PASSAGE TO READ:
-- Opening Marker --
But it was too late. Peters was back – and Luxon had sealed the deal.

Will Luxon regret it? That depends on how the rest of the term shakes down but for now, well, he’s prime minister. So there.

Prime Minister Jacinda Ardern sacrificed the personal for the party.

Robert Kitchin/Stuff

Prime Minister Jacinda Ardern sacrificed the personal for the party.

Political sacrifice

Putting the party above the personal gets a big tick in the ideological good book of politics so Jacinda Ardern throwing her Prime Ministership onto the sacrificial altar in an attempt to reverse Labour’s waning fortunes was one of the biggest political plays not just of 2023 but in Aotearoa’s political history.

Ardern went from adorned to abhorred in record time. The country’s shift from “she saved us all from Covid!” to pitchforks and torches was ugly and cruel in a way that history will not judge kindly.

Fight the policies, fight the party, insist on accountable leadership – sure – but angry lynch mobs brandishing a noose on parliament’s lawn, personal attacks, death threats, misogyny and violent imagery directed at any person is vile.

Fire and smoke outside Parliament's grounds as police remove anti-vaccine mandate protesters' camp.

Ross Giblin/Stuff

Fire and smoke outside Parliament’s grounds as police remove anti-vaccine mandate protesters’ camp.

Ardern will, rightly, never say it was what drove her out and we should hope it wasn’t the underlying reason, but there was no doubt her Government’s later handling of Covid, the life-altering lockdowns particularly for Auckland, and a failure to properly communicate and get the public on board with a contentious policy agenda was plummeting Labour into the dumps.

So on 19 January, when Ardern blindsided much of the country, and the world, with her shock decision to resign, she was putting her party ahead of herself. For someone for whom popularity and personal perception means a great deal, this was no mean feat.

And it worked. For a minute.

Chris Hipkins, the anointed one, bolstered Ardern’s political play with an offering to the sacrificial altar himself. Hurling all or part of the previous administration’s fraught policies onto the bonfire.

Jacinda Ardern delivers her valedictory speech to Parliament.
-- Closing Marker --
EXCERPTED DATA:
-- Opening Marker --
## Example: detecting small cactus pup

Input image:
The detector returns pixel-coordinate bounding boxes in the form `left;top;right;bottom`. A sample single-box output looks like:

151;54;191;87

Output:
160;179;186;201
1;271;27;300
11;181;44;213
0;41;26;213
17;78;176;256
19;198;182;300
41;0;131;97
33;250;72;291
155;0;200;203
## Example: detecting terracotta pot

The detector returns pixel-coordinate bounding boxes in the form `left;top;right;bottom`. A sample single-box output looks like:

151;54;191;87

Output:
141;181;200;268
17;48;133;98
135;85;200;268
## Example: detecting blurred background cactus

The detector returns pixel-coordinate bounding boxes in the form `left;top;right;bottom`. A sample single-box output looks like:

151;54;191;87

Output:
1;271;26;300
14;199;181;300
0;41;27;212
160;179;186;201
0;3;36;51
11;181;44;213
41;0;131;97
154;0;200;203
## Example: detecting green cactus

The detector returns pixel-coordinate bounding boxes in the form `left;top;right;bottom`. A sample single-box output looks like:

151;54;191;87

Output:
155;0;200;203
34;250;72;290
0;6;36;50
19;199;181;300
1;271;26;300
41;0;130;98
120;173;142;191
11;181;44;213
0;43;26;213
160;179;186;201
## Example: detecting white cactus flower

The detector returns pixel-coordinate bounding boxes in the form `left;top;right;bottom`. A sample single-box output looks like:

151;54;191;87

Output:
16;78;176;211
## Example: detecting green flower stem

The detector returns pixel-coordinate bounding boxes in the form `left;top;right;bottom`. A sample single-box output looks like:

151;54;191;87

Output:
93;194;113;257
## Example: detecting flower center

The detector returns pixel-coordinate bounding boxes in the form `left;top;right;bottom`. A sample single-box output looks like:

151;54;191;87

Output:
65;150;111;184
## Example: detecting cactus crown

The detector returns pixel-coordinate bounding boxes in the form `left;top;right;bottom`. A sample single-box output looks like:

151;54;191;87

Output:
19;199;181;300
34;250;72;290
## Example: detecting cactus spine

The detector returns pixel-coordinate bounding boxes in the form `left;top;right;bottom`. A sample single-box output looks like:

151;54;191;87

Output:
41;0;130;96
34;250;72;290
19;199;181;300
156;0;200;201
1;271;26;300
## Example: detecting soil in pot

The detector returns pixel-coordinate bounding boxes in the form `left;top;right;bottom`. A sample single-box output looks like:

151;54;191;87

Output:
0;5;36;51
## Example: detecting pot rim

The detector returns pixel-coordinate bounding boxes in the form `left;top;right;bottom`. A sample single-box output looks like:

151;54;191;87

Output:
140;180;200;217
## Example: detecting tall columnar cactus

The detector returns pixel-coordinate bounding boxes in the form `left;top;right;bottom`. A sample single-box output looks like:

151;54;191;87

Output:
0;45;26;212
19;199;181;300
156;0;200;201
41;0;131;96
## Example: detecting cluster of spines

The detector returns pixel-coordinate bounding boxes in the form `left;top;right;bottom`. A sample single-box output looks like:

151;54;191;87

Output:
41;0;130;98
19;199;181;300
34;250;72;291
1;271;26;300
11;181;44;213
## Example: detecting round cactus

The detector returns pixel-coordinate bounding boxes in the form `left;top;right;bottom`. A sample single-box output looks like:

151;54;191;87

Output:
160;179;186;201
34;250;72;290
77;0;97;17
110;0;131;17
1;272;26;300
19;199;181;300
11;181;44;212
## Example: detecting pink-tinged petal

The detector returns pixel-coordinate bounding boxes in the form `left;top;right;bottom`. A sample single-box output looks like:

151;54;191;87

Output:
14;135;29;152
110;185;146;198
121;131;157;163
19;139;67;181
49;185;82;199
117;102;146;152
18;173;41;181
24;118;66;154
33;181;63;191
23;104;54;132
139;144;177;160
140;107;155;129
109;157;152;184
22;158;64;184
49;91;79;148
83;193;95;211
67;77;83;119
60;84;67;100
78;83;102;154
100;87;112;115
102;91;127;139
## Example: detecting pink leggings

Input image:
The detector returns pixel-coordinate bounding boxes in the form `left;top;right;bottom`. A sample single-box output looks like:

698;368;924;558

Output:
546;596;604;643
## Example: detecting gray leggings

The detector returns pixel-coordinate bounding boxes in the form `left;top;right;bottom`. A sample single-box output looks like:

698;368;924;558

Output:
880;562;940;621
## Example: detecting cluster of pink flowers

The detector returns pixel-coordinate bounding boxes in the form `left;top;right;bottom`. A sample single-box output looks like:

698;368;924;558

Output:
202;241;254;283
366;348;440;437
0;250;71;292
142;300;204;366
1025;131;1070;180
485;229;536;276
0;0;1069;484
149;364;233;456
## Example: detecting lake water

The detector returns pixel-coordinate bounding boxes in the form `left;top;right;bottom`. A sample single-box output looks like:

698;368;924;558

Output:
-- Closing Marker --
ACTIVITY: Reproduce the full passage on Ardern's resignation word for word. Draw only on the passage on Ardern's resignation, not on the records.

EXERCISE RESPONSE:
But it was too late. Peters was back – and Luxon had sealed the deal.

Will Luxon regret it? That depends on how the rest of the term shakes down but for now, well, he’s prime minister. So there.

Prime Minister Jacinda Ardern sacrificed the personal for the party.

Robert Kitchin/Stuff

Prime Minister Jacinda Ardern sacrificed the personal for the party.

Political sacrifice

Putting the party above the personal gets a big tick in the ideological good book of politics so Jacinda Ardern throwing her Prime Ministership onto the sacrificial altar in an attempt to reverse Labour’s waning fortunes was one of the biggest political plays not just of 2023 but in Aotearoa’s political history.

Ardern went from adorned to abhorred in record time. The country’s shift from “she saved us all from Covid!” to pitchforks and torches was ugly and cruel in a way that history will not judge kindly.

Fight the policies, fight the party, insist on accountable leadership – sure – but angry lynch mobs brandishing a noose on parliament’s lawn, personal attacks, death threats, misogyny and violent imagery directed at any person is vile.

Fire and smoke outside Parliament's grounds as police remove anti-vaccine mandate protesters' camp.

Ross Giblin/Stuff

Fire and smoke outside Parliament’s grounds as police remove anti-vaccine mandate protesters’ camp.

Ardern will, rightly, never say it was what drove her out and we should hope it wasn’t the underlying reason, but there was no doubt her Government’s later handling of Covid, the life-altering lockdowns particularly for Auckland, and a failure to properly communicate and get the public on board with a contentious policy agenda was plummeting Labour into the dumps.

So on 19 January, when Ardern blindsided much of the country, and the world, with her shock decision to resign, she was putting her party ahead of herself. For someone for whom popularity and personal perception means a great deal, this was no mean feat.

And it worked. For a minute.

Chris Hipkins, the anointed one, bolstered Ardern’s political play with an offering to the sacrificial altar himself. Hurling all or part of the previous administration’s fraught policies onto the bonfire.

Jacinda Ardern delivers her valedictory speech to Parliament.